=== MATERIAL FOR THE TASK ===
※

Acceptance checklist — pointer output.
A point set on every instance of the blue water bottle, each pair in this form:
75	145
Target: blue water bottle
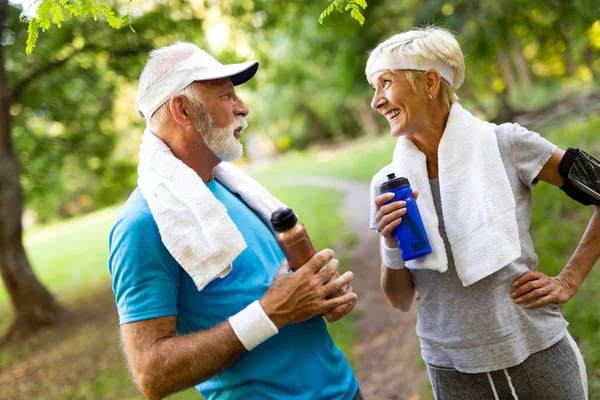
411	235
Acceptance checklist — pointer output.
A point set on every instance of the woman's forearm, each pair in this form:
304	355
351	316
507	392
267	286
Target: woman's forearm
586	255
398	287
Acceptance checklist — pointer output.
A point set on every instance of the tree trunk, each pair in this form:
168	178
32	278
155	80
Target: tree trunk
588	59
567	54
34	307
506	71
523	68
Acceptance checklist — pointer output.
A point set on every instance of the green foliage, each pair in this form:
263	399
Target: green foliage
70	258
353	6
51	12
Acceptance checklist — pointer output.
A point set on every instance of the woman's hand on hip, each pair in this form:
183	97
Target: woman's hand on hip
389	216
536	289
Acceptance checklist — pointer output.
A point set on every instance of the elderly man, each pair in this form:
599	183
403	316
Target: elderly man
203	291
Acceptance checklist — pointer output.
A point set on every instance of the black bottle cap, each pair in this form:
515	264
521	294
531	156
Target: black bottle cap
283	219
393	183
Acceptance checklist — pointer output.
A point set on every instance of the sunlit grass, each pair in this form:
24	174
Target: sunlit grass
70	259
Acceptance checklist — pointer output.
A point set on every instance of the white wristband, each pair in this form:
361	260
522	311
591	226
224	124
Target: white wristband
392	258
253	326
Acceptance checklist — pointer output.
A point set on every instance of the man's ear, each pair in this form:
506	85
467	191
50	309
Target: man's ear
433	82
181	110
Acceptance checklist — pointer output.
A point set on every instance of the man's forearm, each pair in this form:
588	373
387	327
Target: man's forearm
587	253
174	363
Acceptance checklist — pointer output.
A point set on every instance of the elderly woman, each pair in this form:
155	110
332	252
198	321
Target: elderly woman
489	324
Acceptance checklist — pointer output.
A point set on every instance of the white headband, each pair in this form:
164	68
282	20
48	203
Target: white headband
200	66
391	62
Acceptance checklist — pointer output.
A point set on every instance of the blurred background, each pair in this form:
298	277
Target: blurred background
69	118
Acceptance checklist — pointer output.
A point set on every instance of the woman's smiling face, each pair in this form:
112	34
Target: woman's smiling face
396	100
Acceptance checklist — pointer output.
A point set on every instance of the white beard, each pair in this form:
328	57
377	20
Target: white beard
223	143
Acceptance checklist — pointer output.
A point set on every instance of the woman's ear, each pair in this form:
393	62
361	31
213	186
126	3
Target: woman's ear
181	110
433	83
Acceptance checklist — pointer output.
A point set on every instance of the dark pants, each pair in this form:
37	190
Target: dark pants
556	373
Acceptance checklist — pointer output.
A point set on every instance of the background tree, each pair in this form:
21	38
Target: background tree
57	115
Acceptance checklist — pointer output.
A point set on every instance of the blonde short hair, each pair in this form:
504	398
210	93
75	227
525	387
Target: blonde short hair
429	43
161	61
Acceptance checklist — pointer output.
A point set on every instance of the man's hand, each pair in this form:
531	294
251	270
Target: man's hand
308	291
339	312
537	289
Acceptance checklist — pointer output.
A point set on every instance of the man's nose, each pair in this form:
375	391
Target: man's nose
241	108
378	101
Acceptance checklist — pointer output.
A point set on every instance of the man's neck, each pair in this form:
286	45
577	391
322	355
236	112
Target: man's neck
190	148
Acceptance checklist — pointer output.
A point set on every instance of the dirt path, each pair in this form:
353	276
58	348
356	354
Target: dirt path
387	352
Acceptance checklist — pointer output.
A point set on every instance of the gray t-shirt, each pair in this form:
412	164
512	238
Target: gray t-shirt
479	328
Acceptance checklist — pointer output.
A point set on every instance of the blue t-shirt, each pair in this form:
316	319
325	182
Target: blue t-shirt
300	362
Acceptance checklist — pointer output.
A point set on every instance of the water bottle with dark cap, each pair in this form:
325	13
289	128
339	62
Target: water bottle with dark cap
292	237
411	235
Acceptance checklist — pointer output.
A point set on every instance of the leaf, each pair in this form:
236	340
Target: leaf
361	3
126	20
327	11
44	16
111	18
33	31
58	15
89	8
357	15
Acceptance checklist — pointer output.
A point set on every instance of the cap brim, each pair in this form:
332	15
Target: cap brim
238	73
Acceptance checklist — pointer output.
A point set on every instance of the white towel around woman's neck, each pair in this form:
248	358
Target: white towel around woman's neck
194	226
477	201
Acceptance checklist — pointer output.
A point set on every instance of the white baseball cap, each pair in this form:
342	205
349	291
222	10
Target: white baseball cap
200	66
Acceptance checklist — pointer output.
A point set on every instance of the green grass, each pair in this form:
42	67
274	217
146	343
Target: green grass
356	160
69	257
557	226
70	260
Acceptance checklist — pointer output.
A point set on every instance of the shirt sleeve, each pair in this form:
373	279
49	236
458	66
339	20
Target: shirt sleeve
145	275
529	151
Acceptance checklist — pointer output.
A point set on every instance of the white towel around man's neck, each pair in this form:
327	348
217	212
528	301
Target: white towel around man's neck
194	226
477	201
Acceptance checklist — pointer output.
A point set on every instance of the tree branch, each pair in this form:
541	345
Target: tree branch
21	85
18	89
5	139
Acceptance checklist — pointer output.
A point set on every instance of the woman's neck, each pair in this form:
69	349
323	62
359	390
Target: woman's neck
428	138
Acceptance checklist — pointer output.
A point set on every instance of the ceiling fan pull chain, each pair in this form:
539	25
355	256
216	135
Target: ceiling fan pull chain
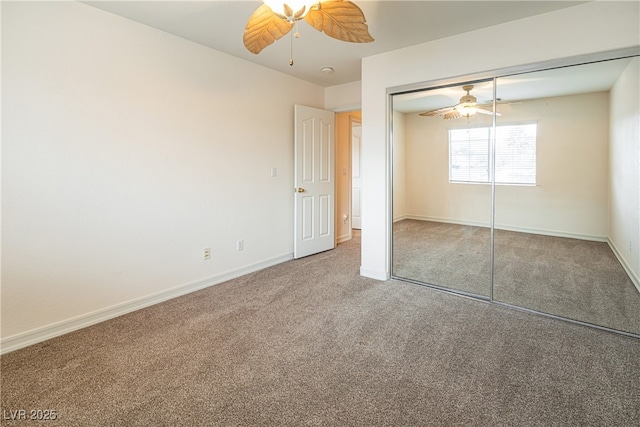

※

=== WHAT THE EXERCISE ASKS ===
Extract every line of the items that contains the word "forearm".

=== COMPLETED EXERCISE ===
A point set on every instance of the woman's forearm, each pair in this form:
Target: woman's forearm
A point set on every instance of the man's forearm, each pair in this form:
Target: man's forearm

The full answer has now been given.